(Extract)

Published 8 July 2017

ACDN Media Release, 8 July 2017

The Treaty to ban nuclear weapons, adopted in New York on 7 July 2017 by 122 UN member states, could sign the death warrant for France’s doctrine known as "nuclear deterrence" ("dissuasion nucléaire" in French). From now on, it will be impossible for France, or more precisely for one individual, the president, to claim to be protecting the nation’s "vital interests" by threatening to liquidate the people of another nation, without thereby being clearly guilty of a crime against humanity.

This Treaty forbids the development, testing, production, manufacture and acquisition by any means of nuclear weapons and other explosive nuclear devices, along with stocking or hosting them It forbids use, and threat of use.

These bans will apply without reservation or time limitation to all states-parties to the Treaty, which will be opened for signature on 19 September 2017 by all states, including those that neither negotiated it nor voted for it.It will enter into force 90 days after receipt of the 50th ratification, acceptance, approval or adherence. The UN Secretary-General will be the depositary for it. At that point on, the use or threat of use of nuclear weapons will become illegal for the states-parties, but also immoral for the other states, if not in their own eyes, at least in the eyes of the "international community".

Image-grounded pointing data
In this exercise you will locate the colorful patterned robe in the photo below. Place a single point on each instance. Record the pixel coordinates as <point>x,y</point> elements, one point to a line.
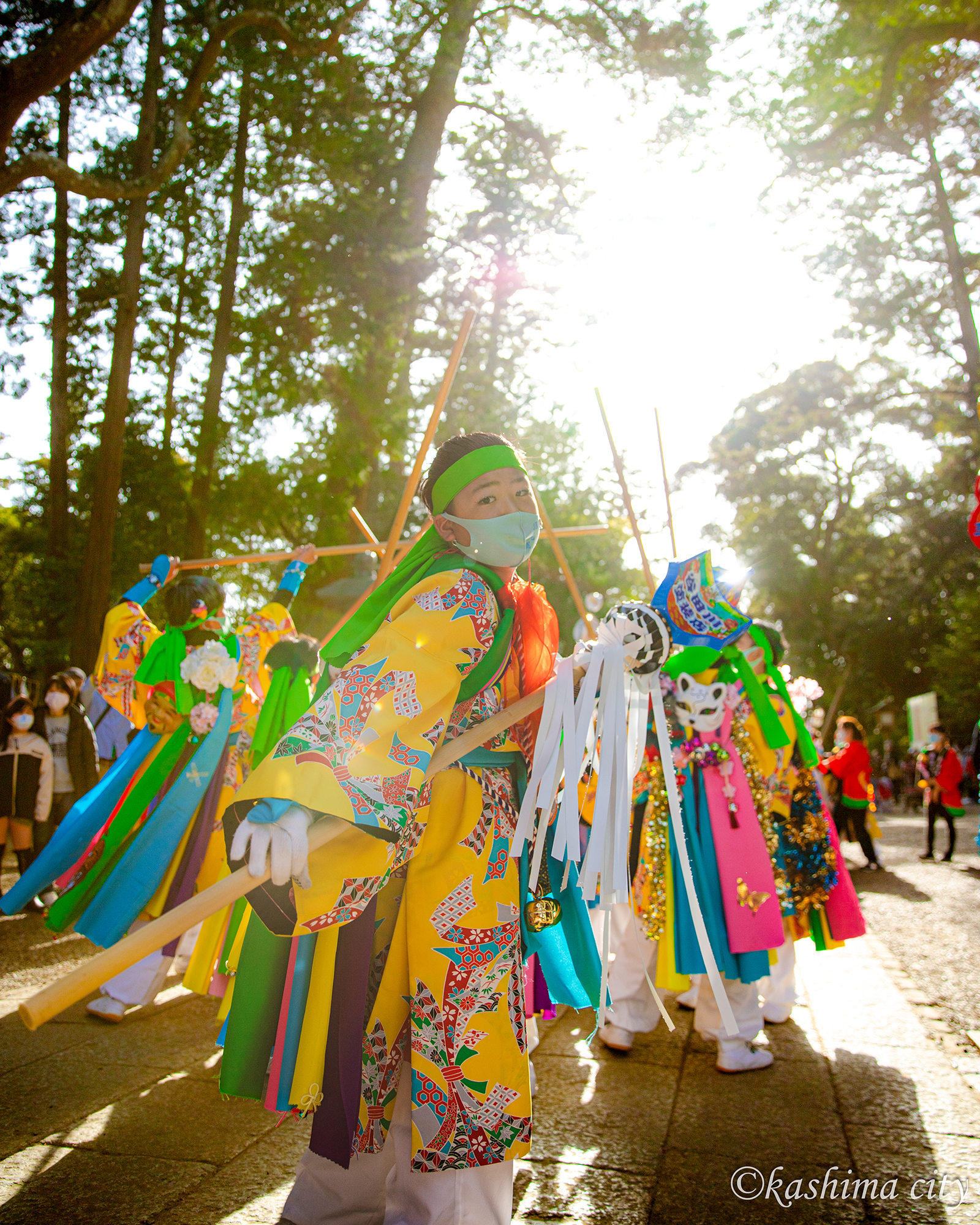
<point>445,982</point>
<point>128,634</point>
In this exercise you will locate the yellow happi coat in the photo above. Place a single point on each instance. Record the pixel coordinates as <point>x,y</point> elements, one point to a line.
<point>447,984</point>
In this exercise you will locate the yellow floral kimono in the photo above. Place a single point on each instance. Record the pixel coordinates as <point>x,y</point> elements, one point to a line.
<point>427,867</point>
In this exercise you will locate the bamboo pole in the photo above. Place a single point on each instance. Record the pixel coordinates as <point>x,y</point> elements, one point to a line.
<point>341,551</point>
<point>567,570</point>
<point>83,981</point>
<point>628,500</point>
<point>412,484</point>
<point>360,520</point>
<point>667,483</point>
<point>244,559</point>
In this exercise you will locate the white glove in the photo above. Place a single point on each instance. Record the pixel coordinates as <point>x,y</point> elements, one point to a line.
<point>284,841</point>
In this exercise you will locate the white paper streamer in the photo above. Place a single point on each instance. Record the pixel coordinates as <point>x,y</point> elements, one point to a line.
<point>674,803</point>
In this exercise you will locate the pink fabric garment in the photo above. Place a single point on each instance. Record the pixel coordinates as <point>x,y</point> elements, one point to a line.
<point>742,854</point>
<point>843,910</point>
<point>273,1093</point>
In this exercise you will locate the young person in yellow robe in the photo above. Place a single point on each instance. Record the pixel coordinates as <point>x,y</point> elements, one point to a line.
<point>395,1006</point>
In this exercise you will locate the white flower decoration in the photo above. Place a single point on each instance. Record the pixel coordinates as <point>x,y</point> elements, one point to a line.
<point>210,667</point>
<point>203,718</point>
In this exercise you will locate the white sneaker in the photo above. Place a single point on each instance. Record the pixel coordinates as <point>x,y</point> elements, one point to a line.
<point>107,1009</point>
<point>737,1055</point>
<point>777,1014</point>
<point>617,1039</point>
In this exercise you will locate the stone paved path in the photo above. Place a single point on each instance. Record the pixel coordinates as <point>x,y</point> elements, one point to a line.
<point>124,1125</point>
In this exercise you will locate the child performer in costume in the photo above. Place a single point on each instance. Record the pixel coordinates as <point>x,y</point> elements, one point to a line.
<point>748,753</point>
<point>388,982</point>
<point>140,842</point>
<point>293,666</point>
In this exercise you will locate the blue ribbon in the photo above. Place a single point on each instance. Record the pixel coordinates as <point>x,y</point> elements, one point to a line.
<point>137,878</point>
<point>80,825</point>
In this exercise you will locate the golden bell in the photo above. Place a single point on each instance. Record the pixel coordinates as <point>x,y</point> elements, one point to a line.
<point>542,913</point>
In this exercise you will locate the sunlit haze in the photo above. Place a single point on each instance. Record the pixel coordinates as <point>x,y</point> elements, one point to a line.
<point>683,293</point>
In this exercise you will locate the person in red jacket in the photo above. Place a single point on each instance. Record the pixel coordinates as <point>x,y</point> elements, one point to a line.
<point>941,771</point>
<point>851,765</point>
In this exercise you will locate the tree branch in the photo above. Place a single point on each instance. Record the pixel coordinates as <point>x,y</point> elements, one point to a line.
<point>933,32</point>
<point>58,171</point>
<point>42,70</point>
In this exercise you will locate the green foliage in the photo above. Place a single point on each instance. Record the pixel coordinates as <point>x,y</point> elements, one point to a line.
<point>867,569</point>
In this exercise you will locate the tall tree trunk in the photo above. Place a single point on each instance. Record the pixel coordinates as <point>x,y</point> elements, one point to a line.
<point>211,421</point>
<point>58,471</point>
<point>97,567</point>
<point>957,276</point>
<point>177,336</point>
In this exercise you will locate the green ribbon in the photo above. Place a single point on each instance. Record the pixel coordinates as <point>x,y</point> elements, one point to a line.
<point>694,661</point>
<point>808,750</point>
<point>162,663</point>
<point>287,700</point>
<point>469,469</point>
<point>739,667</point>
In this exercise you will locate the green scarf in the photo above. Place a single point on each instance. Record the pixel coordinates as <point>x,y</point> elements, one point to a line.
<point>287,700</point>
<point>772,728</point>
<point>162,662</point>
<point>432,556</point>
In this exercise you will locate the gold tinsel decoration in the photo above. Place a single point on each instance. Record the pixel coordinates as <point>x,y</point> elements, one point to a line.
<point>650,896</point>
<point>761,798</point>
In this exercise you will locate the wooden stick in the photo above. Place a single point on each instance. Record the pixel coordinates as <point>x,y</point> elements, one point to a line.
<point>341,551</point>
<point>244,559</point>
<point>405,546</point>
<point>627,499</point>
<point>567,570</point>
<point>401,515</point>
<point>667,483</point>
<point>360,520</point>
<point>83,981</point>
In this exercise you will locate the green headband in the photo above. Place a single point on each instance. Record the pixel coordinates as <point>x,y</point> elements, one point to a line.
<point>472,466</point>
<point>416,564</point>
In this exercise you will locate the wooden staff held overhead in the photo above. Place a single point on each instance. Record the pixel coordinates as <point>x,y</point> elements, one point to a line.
<point>567,570</point>
<point>412,484</point>
<point>83,981</point>
<point>628,500</point>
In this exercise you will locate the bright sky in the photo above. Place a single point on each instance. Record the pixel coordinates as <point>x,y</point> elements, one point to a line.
<point>684,295</point>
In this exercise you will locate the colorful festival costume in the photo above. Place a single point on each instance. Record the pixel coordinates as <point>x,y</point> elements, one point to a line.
<point>402,962</point>
<point>765,854</point>
<point>149,835</point>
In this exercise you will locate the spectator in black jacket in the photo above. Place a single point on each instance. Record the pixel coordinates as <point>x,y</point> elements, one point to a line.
<point>77,764</point>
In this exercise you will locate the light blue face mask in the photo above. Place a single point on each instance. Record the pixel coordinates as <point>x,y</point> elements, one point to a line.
<point>507,541</point>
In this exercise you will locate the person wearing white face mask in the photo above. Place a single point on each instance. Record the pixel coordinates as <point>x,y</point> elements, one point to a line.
<point>73,743</point>
<point>26,775</point>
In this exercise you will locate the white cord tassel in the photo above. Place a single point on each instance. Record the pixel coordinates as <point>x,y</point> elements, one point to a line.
<point>674,803</point>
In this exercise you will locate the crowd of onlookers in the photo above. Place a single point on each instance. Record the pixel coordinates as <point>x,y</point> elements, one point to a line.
<point>896,780</point>
<point>53,749</point>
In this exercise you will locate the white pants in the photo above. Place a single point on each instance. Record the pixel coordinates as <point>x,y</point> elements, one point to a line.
<point>140,983</point>
<point>634,1008</point>
<point>380,1189</point>
<point>744,1000</point>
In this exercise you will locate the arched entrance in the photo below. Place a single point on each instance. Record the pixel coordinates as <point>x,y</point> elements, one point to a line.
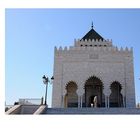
<point>71,98</point>
<point>93,87</point>
<point>116,99</point>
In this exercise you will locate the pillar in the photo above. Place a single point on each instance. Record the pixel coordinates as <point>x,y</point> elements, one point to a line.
<point>79,100</point>
<point>108,102</point>
<point>62,101</point>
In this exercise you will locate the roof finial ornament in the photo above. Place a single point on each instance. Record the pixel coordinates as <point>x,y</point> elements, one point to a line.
<point>92,25</point>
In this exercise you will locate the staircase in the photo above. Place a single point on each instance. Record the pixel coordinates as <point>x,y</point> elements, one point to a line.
<point>92,111</point>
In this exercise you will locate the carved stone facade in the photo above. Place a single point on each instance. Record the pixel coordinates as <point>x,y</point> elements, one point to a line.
<point>93,67</point>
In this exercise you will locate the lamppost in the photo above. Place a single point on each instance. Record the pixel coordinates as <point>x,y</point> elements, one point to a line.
<point>46,81</point>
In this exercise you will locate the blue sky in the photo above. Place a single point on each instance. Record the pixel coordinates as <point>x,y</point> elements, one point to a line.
<point>31,35</point>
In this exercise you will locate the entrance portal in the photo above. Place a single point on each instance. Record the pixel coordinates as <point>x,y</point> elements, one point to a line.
<point>93,87</point>
<point>71,98</point>
<point>116,99</point>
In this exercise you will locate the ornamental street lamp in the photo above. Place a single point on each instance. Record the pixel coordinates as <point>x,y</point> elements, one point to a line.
<point>46,81</point>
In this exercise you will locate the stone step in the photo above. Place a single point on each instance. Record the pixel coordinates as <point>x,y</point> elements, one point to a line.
<point>92,111</point>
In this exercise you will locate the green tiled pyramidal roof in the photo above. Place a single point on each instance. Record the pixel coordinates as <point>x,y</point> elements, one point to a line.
<point>92,34</point>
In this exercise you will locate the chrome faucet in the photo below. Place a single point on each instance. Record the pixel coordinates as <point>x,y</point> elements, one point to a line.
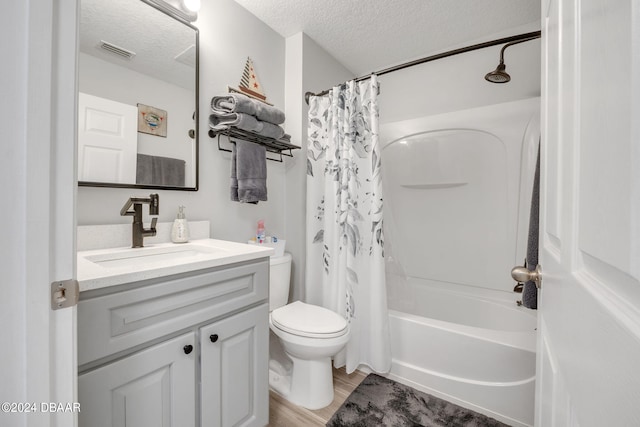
<point>139,232</point>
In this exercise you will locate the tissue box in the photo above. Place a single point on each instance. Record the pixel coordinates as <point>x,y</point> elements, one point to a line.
<point>278,246</point>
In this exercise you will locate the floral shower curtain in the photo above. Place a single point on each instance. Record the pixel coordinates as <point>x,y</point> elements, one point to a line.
<point>345,257</point>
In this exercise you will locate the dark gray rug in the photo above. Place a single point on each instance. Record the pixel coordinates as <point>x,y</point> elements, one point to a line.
<point>379,401</point>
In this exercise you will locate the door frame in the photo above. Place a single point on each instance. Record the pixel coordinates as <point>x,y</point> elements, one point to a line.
<point>40,167</point>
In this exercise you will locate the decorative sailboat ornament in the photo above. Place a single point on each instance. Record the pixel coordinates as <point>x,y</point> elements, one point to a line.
<point>249,84</point>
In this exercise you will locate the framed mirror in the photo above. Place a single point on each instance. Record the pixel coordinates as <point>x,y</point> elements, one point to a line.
<point>138,97</point>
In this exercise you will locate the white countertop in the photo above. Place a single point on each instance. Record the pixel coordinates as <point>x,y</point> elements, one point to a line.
<point>105,269</point>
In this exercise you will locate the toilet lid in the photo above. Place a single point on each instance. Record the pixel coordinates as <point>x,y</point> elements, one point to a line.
<point>308,320</point>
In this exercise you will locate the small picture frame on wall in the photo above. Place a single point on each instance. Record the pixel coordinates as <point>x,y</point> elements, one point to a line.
<point>152,120</point>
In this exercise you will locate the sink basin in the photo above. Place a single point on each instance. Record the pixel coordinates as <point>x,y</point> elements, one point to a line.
<point>138,257</point>
<point>101,268</point>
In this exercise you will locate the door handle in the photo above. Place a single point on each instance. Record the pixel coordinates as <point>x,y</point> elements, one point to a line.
<point>523,274</point>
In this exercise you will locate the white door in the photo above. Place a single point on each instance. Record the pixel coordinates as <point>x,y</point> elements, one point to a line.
<point>107,140</point>
<point>589,307</point>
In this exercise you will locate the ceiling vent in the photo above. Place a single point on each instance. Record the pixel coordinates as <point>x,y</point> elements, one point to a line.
<point>116,50</point>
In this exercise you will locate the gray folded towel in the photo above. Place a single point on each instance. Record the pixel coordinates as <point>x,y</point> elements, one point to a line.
<point>239,103</point>
<point>248,172</point>
<point>156,170</point>
<point>221,121</point>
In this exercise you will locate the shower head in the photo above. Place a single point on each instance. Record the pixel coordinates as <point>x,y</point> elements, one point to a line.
<point>498,75</point>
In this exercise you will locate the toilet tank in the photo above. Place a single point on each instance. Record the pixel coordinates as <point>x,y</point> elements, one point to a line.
<point>279,278</point>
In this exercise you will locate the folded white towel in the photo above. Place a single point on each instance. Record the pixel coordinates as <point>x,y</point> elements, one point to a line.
<point>239,103</point>
<point>221,121</point>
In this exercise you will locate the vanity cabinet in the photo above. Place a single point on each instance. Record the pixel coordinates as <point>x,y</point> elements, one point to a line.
<point>153,387</point>
<point>185,350</point>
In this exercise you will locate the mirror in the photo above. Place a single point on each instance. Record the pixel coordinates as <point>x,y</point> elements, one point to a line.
<point>138,97</point>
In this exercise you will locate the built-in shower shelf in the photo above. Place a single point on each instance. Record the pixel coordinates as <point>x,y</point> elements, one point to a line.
<point>433,186</point>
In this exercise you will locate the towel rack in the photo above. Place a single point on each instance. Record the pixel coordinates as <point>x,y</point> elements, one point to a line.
<point>272,145</point>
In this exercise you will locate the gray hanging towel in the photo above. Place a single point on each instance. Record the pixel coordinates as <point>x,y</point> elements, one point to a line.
<point>530,292</point>
<point>248,172</point>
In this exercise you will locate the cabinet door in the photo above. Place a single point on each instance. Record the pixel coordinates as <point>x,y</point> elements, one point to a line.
<point>154,387</point>
<point>235,372</point>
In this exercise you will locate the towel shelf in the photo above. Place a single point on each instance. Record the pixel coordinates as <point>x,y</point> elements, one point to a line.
<point>272,145</point>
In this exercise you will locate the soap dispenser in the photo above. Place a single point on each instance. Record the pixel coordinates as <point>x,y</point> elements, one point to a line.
<point>180,229</point>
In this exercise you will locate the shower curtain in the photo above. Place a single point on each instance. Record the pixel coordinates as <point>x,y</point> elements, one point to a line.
<point>345,258</point>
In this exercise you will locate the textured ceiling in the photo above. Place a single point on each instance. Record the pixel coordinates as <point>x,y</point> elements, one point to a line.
<point>370,35</point>
<point>164,47</point>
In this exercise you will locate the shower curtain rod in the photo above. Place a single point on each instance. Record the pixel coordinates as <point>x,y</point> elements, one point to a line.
<point>520,37</point>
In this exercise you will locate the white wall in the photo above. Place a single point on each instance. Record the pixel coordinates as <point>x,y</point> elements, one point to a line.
<point>450,84</point>
<point>228,34</point>
<point>108,80</point>
<point>457,83</point>
<point>308,68</point>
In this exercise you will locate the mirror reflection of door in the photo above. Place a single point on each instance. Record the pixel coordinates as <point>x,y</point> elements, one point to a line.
<point>107,140</point>
<point>134,54</point>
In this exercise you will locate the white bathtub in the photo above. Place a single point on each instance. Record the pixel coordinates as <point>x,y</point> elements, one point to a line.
<point>457,195</point>
<point>489,367</point>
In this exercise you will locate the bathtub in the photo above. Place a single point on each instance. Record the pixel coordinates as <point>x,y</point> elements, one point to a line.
<point>488,367</point>
<point>457,192</point>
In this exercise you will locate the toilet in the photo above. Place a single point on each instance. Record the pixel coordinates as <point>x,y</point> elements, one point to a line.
<point>303,340</point>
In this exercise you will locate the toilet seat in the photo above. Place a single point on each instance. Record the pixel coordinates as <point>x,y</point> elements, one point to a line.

(Task objective) Can you transcribe, word for word, the part of the media release on the nuclear weapons ban treaty starting at "Published 8 July" and ending at "threat of use."?

(Result of the task)
Published 8 July 2017

ACDN Media Release, 8 July 2017

The Treaty to ban nuclear weapons, adopted in New York on 7 July 2017 by 122 UN member states, could sign the death warrant for France’s doctrine known as "nuclear deterrence" ("dissuasion nucléaire" in French). From now on, it will be impossible for France, or more precisely for one individual, the president, to claim to be protecting the nation’s "vital interests" by threatening to liquidate the people of another nation, without thereby being clearly guilty of a crime against humanity.

This Treaty forbids the development, testing, production, manufacture and acquisition by any means of nuclear weapons and other explosive nuclear devices, along with stocking or hosting them It forbids use, and threat of use.